Given text —
----------------

In some of the more metropolitan areas of Britain, people may argue that C**v culture is non-existent, however in provincial Britain it is alive and kicking and is the overriding culture. Welcome to Chatham!
Legend has it that the c**v virus was first discovered in this town and from here, spread to the entire country. The Chatham Girl mutated into the C******e we have today.
This s******e of a town has two types of inhabitant, the p***y inbred local white trash and the knuckle dragging squadie cannon fodder. The lack of diversity in these two gene pools, mean that the local spunk buckets churn out spindly little ratboys and pigdog chavettes at an alarming rate. Most of the ratboys will be looking at a one way ticket to a young offenders institute, while the chavettes will generally become child mothers or crack whores. A short visit to High Street in the town centre is likely to leave the average person in a mood to ‘go postal’ in this cesspit.

----------------

Dataset extract —
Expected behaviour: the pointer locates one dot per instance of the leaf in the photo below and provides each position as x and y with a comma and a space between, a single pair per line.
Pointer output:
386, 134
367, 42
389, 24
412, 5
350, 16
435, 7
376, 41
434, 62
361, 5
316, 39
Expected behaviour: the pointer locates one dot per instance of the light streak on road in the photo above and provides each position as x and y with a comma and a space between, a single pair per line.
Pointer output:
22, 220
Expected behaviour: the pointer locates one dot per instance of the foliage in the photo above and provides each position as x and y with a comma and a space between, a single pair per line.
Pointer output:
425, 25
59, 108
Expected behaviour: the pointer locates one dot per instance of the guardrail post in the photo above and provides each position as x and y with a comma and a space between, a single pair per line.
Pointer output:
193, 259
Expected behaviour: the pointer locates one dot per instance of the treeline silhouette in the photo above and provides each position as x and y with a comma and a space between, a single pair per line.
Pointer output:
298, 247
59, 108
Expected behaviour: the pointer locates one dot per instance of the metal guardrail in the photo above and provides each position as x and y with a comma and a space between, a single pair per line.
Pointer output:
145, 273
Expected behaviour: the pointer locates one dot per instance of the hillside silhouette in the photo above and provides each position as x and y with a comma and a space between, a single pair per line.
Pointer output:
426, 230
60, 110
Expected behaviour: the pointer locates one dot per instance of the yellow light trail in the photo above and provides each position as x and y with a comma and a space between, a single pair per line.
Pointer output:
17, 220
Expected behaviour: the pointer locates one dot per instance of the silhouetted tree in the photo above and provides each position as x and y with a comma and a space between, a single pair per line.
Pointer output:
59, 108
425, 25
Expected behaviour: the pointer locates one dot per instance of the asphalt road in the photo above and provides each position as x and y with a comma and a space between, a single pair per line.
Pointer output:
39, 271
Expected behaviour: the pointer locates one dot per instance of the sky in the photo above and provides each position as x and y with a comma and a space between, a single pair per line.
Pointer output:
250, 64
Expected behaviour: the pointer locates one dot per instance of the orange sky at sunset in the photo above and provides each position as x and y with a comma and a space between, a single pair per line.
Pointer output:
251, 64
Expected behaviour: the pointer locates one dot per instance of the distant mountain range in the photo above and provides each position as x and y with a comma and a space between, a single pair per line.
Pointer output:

----------------

Action item — Repeat, word for word, the passage of the Chatham text that opens with the words containing "Legend has it" and closes with "in this cesspit.". The records bear no relation to the Chatham text.

Finished task —
Legend has it that the c**v virus was first discovered in this town and from here, spread to the entire country. The Chatham Girl mutated into the C******e we have today.
This s******e of a town has two types of inhabitant, the p***y inbred local white trash and the knuckle dragging squadie cannon fodder. The lack of diversity in these two gene pools, mean that the local spunk buckets churn out spindly little ratboys and pigdog chavettes at an alarming rate. Most of the ratboys will be looking at a one way ticket to a young offenders institute, while the chavettes will generally become child mothers or crack whores. A short visit to High Street in the town centre is likely to leave the average person in a mood to ‘go postal’ in this cesspit.